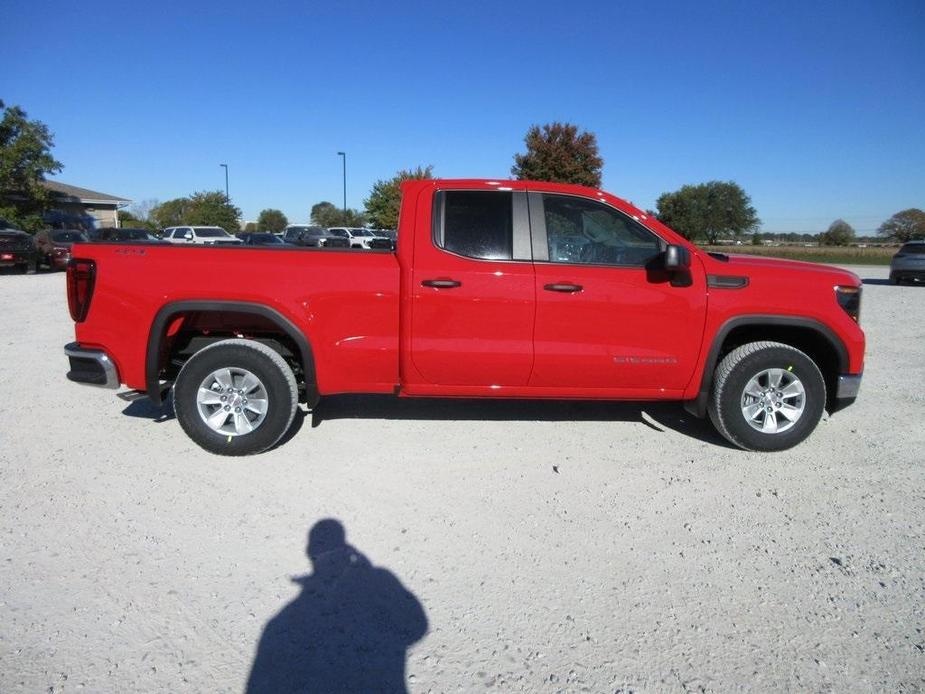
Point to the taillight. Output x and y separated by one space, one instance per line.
81 275
849 298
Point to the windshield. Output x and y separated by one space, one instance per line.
67 237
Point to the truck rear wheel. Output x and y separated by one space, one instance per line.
235 397
767 396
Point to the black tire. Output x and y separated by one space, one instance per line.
734 373
263 362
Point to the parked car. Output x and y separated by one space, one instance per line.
357 237
199 236
263 238
381 244
908 263
473 305
122 235
314 237
54 246
17 248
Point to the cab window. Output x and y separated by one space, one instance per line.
475 223
583 231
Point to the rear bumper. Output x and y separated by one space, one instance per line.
846 391
92 367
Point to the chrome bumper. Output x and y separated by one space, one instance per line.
92 367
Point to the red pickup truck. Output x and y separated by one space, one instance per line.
500 289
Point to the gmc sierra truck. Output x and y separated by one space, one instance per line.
497 289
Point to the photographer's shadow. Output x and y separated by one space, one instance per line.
347 631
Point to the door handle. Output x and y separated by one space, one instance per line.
565 288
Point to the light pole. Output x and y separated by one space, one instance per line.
344 155
227 198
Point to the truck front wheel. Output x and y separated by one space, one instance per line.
767 396
235 397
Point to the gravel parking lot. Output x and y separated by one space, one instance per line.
548 546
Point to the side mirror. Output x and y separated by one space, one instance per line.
677 258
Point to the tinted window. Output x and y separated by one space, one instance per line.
585 231
67 237
477 224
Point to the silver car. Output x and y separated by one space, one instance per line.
908 263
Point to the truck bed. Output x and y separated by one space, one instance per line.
345 302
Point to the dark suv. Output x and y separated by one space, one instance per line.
54 246
17 248
315 237
908 263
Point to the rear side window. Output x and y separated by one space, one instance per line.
475 223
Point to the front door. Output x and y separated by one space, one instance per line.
473 291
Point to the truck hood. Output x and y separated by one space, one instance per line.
749 264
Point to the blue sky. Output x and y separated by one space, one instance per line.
816 108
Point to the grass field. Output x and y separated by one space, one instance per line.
821 254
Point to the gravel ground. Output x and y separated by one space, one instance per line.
548 546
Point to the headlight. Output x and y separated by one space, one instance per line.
849 298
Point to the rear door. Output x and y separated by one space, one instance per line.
473 296
607 317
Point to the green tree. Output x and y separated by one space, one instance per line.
212 208
25 160
907 225
558 152
170 213
384 199
325 214
839 233
271 220
708 211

_Exercise prompt_
Exactly as written, return every line of the listing, but not the pictures.

_Response_
Point to the taillight. Output x and y separated by one space, one instance per line.
81 275
849 298
Point to the windshield. Output x and y separated by one space, one instance per line.
67 237
Point to the truck rear wheel. Output x and y separated by one space, one instance per line.
235 397
767 396
Point to the black tire. Output x and y separated by one space, one instance per line.
734 373
263 362
Point to the parked car. Output x and y separated by one space, one instance per line.
357 237
199 236
263 238
381 244
908 263
473 305
122 235
314 237
54 246
17 248
Point to the cab window. Output x and y separated by one space, one instance per line.
475 223
583 231
Point to the rear bumper. Output x and y separated by one space, one instance per line.
846 391
92 367
Point to the chrome bumper. Output x and y separated by one space, one instance per line.
92 367
Point to the red pickup truck. Output x and y separated by one space, one instance per line.
500 289
Point to the gmc sierra truck. Output x and y separated by one space, one instance per line.
497 289
Point to the photographer's shadow. Output x and y separated by one space, one instance per line.
347 631
Point to the door handle. Output x and y separated by one space, one instance per line.
565 288
Point to the light pole. Output x and y separated by one space, one instance per line.
344 155
227 198
Point to the truck front wheel. Output x and y separated by one space, one instance per line.
767 396
235 397
Point to the gravel parking lot. Output x and y separated by one space, one instance per line.
548 546
Point to the side mirror. Output x and y separated by one space, one instance per line.
677 258
Point to the tinted window. Output x and y separated by one space, one instance per line.
585 231
67 237
477 224
Point to the silver car. Output x and y separated by one space, one instance per line.
908 263
Point to the truck bed. Output x and y separated by one space, one instance per line.
345 302
Point to the dark suv. Output x and y separated by one space, one instance per line.
54 246
17 248
315 237
908 263
Point to the rear side window. Output x and y separated by one space, one instance per line.
475 223
Point to the front door. Output x and y separated by one space, one instance per line.
473 291
Point to the truck hood. Output x and y separated by one space, one instance per line.
749 264
Point to the blue sky. Output x and y separated by one space, one instance per line.
816 108
Point to the grass field. Output x and y separated by one space, one instance per line.
821 254
Point to the gravel ground. Output x and y separated by one space, one instance per line.
548 546
Point to the headlight. Output x and y separated by one space, one instance per line.
849 298
Point to the rear door. Output x and y separated by one space, one instance per line.
473 296
607 317
Point to the green tree. Output x and y separated by one space, one instance per line.
212 208
25 160
907 225
558 152
170 213
384 199
325 214
839 233
271 220
708 211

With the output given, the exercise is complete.